SHORT TASK A: In the ozone generator patent text below, copy the passage starting with "The present invention" and going on through "2-17. (canceled)".
SHORT TASK B:
Answer these questions from the ozone generator patent text below, one answer per line:
(i) What operational frequency range does the abstract give?
(ii) According to claim 1, how much power does the transformer assembly provide to the ozone generator unit?
(iii) According to claim 18, within what range of distance from the high voltage electrode unit are the dielectric elements located?
SHORT TASK C: Extend the ozone generator patent text below, starting right after its last sentence.

PAGE EXTRACT:
===

A LOW FREQUENCY OZONE GENERATOR

Abstract

The present invention relates to a method of operating an ozone generator, a transformer assembly and an ozone generator apparatus configured to be operated at an operational frequency range between 25-40 kHz, such as between 30 and 40 kHz.

Claims

1. An ozone generator apparatus comprising: an ozone generator unit comprising: a high voltage electrode unit; a first and second dielectric element; a first and second earth electrode; wherein said high voltage electrode unit is located between said first and said second dielectric element; and wherein said generator unit is configured to be operated at an operational frequency range between 30 and 40 kHz; and a low frequency, high voltage AC power supply, being a transformer assembly, configured to provide between 50 and 800 Watts at a frequency between 30 and 40 kHz to the ozone generator unit.

2-17. (canceled)

18. The ozone generator apparatus according to claim 1, wherein said first and second dielectric element are located at a distance from said high voltage electrode unit within a range between 0.01 and 0.1 millimeters.

===

SUPPLIED MATERIAL:
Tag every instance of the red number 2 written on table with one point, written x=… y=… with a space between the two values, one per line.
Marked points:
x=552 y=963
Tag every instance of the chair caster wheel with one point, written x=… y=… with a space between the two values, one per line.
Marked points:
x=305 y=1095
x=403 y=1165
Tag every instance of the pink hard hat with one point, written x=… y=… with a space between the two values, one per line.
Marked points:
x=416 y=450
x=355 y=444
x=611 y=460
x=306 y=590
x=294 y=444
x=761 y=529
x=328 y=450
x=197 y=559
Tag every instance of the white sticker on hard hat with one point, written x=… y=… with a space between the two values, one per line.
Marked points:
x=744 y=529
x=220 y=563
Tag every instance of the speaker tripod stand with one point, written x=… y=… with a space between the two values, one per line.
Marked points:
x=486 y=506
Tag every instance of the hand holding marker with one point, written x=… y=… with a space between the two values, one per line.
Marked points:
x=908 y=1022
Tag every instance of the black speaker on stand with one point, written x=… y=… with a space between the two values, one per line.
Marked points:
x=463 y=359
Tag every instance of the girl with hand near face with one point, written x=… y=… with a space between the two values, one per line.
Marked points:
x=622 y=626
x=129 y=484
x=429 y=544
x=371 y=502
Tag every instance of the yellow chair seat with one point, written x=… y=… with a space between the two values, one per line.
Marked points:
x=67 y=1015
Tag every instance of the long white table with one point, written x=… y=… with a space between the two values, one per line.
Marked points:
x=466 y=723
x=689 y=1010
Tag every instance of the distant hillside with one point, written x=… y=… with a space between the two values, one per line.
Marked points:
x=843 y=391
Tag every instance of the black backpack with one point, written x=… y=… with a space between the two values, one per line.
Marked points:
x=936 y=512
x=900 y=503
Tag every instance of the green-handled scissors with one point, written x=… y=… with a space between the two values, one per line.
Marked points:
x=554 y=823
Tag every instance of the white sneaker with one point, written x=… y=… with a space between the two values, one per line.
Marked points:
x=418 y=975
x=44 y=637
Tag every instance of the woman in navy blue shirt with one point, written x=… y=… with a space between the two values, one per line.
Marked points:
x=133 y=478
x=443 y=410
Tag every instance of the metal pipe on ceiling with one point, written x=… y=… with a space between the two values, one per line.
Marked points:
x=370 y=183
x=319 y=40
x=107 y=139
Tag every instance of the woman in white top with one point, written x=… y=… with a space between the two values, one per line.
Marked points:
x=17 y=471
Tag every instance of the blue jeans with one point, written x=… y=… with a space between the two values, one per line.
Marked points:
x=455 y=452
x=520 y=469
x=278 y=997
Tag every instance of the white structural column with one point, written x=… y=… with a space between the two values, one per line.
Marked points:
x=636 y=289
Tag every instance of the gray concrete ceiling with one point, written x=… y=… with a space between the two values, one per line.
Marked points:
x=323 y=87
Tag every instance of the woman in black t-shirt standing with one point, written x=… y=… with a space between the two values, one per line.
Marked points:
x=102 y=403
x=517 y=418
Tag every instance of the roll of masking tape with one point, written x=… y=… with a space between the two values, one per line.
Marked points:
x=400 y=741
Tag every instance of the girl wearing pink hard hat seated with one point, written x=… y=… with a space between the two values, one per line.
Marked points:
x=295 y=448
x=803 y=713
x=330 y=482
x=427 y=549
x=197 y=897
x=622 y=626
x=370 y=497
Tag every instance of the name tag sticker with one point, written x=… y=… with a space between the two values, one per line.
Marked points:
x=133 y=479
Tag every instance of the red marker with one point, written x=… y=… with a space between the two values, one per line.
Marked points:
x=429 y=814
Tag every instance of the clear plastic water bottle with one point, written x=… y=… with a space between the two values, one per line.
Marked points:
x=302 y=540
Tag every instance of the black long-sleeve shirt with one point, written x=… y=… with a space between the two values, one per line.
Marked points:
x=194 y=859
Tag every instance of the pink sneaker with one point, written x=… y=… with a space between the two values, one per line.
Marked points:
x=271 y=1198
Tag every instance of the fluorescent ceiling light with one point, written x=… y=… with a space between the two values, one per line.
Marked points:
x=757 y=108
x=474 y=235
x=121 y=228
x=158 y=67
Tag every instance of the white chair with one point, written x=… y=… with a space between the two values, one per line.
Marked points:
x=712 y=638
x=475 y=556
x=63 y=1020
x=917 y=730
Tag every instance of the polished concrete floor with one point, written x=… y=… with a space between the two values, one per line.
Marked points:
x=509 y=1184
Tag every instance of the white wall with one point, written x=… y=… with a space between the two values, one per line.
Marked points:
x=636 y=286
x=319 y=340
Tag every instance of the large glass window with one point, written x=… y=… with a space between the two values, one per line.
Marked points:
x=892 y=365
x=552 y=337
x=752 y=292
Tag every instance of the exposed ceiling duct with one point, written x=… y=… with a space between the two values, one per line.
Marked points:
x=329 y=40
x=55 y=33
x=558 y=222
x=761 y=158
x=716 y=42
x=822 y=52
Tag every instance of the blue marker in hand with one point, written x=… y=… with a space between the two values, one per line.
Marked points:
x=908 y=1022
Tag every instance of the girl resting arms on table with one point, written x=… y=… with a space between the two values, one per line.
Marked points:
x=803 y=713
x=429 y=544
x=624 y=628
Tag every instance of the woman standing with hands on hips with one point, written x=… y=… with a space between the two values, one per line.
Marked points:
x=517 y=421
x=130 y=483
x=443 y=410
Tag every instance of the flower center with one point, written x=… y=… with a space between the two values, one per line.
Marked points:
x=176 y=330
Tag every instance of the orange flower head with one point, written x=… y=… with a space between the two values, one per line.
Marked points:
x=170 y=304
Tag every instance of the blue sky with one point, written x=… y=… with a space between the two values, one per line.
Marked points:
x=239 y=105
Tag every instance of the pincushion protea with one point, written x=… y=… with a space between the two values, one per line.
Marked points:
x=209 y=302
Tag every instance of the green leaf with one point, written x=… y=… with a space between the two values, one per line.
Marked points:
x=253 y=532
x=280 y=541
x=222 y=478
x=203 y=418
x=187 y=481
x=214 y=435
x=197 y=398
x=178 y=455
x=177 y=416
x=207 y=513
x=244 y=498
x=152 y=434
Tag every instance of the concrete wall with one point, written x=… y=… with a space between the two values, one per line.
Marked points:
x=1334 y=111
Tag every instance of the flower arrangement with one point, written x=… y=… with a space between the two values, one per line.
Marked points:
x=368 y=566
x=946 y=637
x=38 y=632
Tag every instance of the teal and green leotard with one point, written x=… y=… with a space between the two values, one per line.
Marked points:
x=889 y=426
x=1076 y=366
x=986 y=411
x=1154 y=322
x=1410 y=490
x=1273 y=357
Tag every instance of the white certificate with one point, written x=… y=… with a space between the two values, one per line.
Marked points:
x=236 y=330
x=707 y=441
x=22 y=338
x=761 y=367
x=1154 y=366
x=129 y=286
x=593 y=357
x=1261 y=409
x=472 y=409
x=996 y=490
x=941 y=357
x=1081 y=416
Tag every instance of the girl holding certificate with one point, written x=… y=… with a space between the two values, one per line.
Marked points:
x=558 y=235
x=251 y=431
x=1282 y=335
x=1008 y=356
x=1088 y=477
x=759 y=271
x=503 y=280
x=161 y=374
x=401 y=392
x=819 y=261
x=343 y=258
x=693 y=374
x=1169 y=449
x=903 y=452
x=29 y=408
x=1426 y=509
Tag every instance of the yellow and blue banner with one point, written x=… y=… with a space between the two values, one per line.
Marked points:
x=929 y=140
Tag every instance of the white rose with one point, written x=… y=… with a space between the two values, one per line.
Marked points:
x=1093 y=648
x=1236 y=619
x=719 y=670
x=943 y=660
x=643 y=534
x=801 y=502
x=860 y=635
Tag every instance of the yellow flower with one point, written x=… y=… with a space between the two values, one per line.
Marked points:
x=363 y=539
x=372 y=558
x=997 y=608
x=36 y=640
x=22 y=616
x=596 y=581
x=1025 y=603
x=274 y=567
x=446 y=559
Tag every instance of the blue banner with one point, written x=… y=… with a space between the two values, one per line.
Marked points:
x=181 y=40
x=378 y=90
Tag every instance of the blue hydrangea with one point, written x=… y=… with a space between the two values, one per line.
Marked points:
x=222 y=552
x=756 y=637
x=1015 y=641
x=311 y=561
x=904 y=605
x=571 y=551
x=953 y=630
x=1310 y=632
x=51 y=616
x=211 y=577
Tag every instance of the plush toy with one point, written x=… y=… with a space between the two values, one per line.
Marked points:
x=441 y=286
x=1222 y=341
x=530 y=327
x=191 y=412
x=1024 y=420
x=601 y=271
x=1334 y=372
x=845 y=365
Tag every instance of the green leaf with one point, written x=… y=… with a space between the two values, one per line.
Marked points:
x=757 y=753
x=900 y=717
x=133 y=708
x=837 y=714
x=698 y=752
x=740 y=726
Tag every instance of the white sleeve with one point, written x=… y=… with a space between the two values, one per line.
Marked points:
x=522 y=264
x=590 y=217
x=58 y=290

===

TASK OUTPUT A:
The present invention relates to a method of operating an ozone generator, a transformer assembly and an ozone generator apparatus configured to be operated at an operational frequency range between 25-40 kHz, such as between 30 and 40 kHz.

Claims

1. An ozone generator apparatus comprising: an ozone generator unit comprising: a high voltage electrode unit; a first and second dielectric element; a first and second earth electrode; wherein said high voltage electrode unit is located between said first and said second dielectric element; and wherein said generator unit is configured to be operated at an operational frequency range between 30 and 40 kHz; and a low frequency, high voltage AC power supply, being a transformer assembly, configured to provide between 50 and 800 Watts at a frequency between 30 and 40 kHz to the ozone generator unit.

2-17. (canceled)

TASK OUTPUT B:
(i) Between 25 and 40 kHz, such as between 30 and 40 kHz.
(ii) Between 50 and 800 Watts.
(iii) Between 0.01 and 0.1 millimeters.

TASK OUTPUT C:
19. The ozone generator apparatus according to claim 1, wherein said first and second dielectric element are spaced a part from said high voltage electrode unit by one or more spacer elements.

20. The ozone generator apparatus according to claim 1, wherein said first and second dielectric are arranged on both sides of said high voltage electrode.

21. The ozone generator apparatus according to claim 1, wherein said first and second earth electrode delimit a first and a second reaction chamber with said first and second dielectric.

22. The ozone generator apparatus according to claim 1, wherein said high voltage electrode is a metallic coating on said first and said second dielectric.

23. The ozone generator apparatus according to claim 1, wherein said high voltage electrode is a metal foil or a metal sheet.

24. The ozone generator apparatus according to claim 1, wherein said first and second reaction chamber comprise each at least an inlet configured to supply oxygen or an oxygen containing gas and at least an outlet for releasing ozone.

25. The ozone generator apparatus according to claim 1, wherein an external surface of said first and second chamber comprises a cooling element.

26. The ozone generator apparatus according to claim 1, wherein said first and second dielectric element are in contact with an internal surface of said first and second reaction chamber.

27. The ozone generator apparatus according to claim 1, wherein said transformer assembly is a high power transformer.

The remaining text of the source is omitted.